### What is required:
Treat the line containing "In this exercise you will pick out the paved" as the first line and the final line of the material below as the last; reproduce that range exactly.

### Listed entries:

## Start

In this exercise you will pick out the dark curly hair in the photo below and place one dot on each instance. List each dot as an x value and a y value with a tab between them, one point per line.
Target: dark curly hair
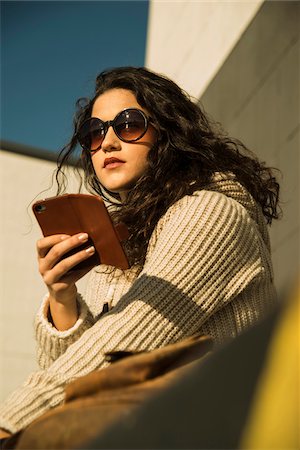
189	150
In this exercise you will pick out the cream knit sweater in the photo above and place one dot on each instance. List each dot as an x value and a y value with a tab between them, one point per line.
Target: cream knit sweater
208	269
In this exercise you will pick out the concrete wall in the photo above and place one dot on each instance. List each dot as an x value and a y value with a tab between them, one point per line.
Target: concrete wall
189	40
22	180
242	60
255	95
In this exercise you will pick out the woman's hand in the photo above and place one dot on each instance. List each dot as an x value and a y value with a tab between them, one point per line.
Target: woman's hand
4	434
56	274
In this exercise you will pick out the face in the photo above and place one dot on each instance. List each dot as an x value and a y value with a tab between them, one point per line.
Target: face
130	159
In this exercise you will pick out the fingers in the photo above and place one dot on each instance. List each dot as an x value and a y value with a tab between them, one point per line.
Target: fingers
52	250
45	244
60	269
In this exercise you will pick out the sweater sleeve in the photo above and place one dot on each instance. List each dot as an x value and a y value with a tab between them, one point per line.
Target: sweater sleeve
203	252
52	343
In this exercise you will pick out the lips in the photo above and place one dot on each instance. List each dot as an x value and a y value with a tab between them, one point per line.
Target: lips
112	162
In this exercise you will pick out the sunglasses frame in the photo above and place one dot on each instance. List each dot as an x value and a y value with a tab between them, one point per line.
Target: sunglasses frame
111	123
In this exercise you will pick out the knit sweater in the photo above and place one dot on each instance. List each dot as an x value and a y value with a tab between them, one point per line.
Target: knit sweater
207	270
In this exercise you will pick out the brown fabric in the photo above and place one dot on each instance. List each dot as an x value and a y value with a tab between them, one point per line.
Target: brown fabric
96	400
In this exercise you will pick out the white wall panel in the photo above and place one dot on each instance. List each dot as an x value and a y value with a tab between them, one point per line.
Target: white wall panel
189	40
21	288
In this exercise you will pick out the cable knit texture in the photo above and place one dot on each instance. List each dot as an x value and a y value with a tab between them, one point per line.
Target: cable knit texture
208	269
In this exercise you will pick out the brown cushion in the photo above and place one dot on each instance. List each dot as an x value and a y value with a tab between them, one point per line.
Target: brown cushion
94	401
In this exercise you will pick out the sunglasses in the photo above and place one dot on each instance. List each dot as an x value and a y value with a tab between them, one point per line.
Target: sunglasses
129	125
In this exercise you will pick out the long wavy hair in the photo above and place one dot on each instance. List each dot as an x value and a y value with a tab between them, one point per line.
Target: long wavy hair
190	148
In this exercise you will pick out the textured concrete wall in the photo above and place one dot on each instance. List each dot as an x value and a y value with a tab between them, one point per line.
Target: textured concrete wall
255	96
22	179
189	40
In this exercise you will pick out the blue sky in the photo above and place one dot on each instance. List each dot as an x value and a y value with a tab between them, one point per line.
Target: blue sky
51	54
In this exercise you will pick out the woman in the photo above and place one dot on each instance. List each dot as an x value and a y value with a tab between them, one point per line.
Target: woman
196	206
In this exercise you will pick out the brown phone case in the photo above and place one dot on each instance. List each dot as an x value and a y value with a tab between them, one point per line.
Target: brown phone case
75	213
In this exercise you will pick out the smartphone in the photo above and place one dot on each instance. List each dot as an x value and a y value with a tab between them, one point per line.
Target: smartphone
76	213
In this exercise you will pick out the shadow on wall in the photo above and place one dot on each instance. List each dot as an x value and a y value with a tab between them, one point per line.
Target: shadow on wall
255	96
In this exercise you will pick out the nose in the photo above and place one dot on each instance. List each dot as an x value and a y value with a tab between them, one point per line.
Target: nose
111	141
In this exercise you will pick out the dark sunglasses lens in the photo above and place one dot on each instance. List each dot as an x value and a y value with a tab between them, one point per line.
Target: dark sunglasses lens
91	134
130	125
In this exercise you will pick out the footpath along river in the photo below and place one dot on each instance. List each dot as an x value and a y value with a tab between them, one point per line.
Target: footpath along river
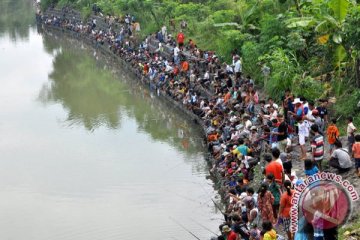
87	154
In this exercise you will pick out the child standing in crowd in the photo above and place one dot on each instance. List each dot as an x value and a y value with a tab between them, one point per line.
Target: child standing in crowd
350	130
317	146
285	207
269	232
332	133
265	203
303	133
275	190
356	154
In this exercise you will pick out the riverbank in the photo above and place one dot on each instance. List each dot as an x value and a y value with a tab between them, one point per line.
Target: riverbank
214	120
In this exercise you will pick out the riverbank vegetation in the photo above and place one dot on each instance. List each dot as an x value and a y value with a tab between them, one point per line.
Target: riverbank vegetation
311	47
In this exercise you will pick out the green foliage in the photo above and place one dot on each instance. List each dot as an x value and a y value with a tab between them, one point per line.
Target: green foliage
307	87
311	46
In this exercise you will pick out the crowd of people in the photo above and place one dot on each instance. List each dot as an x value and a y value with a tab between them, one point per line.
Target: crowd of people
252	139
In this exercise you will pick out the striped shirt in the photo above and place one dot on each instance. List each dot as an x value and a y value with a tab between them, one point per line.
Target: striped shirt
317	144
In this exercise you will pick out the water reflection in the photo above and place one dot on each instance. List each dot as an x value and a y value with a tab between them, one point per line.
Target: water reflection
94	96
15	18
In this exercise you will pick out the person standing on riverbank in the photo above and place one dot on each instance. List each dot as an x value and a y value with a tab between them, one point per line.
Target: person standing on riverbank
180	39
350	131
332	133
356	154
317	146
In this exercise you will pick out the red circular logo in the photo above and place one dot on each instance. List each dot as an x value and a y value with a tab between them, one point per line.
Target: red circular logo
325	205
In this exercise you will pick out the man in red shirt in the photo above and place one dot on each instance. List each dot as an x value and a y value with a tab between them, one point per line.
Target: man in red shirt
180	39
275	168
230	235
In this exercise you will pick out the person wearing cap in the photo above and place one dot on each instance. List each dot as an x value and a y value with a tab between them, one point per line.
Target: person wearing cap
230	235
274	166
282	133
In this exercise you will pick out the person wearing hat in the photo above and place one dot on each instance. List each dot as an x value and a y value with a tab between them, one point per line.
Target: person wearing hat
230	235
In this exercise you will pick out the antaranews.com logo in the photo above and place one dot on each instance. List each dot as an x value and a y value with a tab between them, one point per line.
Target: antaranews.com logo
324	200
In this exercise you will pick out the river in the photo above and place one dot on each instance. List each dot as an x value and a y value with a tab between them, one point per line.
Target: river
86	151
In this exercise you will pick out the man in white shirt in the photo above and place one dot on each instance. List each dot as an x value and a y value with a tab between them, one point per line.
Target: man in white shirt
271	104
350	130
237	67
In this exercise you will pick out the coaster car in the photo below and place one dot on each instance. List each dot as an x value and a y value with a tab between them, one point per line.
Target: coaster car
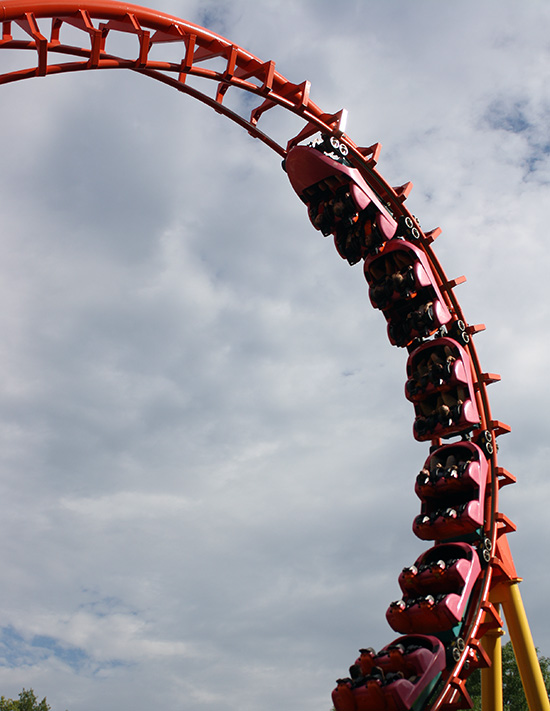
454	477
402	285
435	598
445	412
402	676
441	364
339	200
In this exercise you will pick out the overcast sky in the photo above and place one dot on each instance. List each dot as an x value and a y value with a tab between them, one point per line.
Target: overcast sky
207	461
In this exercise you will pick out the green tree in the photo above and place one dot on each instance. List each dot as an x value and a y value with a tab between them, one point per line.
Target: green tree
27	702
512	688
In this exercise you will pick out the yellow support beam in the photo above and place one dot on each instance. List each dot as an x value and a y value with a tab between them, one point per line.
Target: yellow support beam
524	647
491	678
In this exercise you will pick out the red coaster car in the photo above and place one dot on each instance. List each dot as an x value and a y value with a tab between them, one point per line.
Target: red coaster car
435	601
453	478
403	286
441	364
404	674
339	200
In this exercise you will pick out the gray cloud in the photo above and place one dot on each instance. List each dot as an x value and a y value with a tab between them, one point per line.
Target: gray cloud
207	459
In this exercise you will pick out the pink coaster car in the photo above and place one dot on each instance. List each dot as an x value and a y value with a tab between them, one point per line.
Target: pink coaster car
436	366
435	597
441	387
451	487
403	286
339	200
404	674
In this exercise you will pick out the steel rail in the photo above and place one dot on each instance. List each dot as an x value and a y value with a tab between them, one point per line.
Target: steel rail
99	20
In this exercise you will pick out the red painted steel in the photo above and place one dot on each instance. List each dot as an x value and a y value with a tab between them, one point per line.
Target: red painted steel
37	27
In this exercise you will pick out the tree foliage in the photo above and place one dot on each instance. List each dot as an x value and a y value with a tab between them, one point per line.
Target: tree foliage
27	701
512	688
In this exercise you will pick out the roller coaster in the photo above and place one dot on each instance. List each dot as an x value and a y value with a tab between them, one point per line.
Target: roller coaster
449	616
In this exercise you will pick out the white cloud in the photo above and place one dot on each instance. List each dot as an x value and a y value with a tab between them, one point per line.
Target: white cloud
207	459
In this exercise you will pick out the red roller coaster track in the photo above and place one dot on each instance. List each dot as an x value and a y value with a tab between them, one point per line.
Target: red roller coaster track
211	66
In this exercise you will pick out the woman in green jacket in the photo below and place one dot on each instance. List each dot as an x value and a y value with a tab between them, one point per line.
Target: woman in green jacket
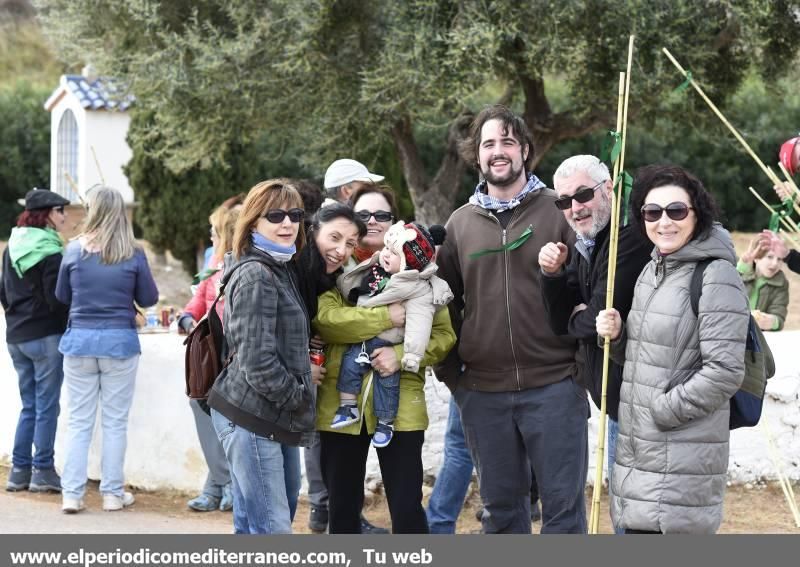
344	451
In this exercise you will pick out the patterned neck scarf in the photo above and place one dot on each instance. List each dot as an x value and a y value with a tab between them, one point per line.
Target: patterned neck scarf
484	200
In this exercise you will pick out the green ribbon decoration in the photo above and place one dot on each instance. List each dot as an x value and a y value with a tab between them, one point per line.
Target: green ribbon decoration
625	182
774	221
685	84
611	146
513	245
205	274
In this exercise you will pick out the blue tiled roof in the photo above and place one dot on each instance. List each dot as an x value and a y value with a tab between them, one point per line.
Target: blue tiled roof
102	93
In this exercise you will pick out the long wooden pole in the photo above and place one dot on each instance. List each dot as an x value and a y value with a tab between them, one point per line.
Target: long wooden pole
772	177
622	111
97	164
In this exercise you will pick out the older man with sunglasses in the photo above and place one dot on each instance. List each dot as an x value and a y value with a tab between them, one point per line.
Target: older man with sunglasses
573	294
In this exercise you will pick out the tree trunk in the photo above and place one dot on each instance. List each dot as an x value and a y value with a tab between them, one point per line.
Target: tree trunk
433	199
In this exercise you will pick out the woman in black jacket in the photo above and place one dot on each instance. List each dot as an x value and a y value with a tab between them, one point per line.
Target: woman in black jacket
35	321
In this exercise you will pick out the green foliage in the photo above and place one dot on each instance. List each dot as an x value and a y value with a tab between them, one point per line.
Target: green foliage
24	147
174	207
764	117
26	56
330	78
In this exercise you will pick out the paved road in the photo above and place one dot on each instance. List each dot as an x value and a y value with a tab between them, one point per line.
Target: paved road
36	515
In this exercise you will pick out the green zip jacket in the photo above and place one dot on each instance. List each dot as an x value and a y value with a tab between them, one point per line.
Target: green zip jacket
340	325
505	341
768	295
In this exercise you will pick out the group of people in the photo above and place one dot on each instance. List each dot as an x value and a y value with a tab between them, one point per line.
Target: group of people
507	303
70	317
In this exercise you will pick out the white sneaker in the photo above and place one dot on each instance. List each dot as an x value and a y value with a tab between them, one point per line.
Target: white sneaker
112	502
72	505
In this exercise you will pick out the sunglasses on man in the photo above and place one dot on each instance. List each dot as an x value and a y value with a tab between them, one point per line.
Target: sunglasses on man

## End

### Solved exercise:
In this exercise you will pick out the paved road in the photo above and place one dot on each instance. List each dot as an x value and a y value with a tab between them, one point per line.
Target: paved road
36	515
In this exercise you will pick out the green zip jacket in the photo above and place one dot on each instance. List each dot as an x value and a y value with a tab between them, one point per line.
Target: green zip jacket
340	325
505	341
768	295
In this exercise you will pick out the group of people in the photo above and place one dot on each instance. List each dot as an x value and a y value with a tab between them, one point per line.
Target: group of people
507	303
70	317
In this exercise you will pick out the white sneaker in the photo above and place one dot on each instance. List each dot as an x value and a y value with a tab between them, one point per line.
Target: white sneaker
112	502
72	505
In this exercise you will pick out the sunglasses on man in the photo above and place one dot on each instance. List each dot as an x value and a y value with a tab between them, one point per line.
Target: sunglasses on man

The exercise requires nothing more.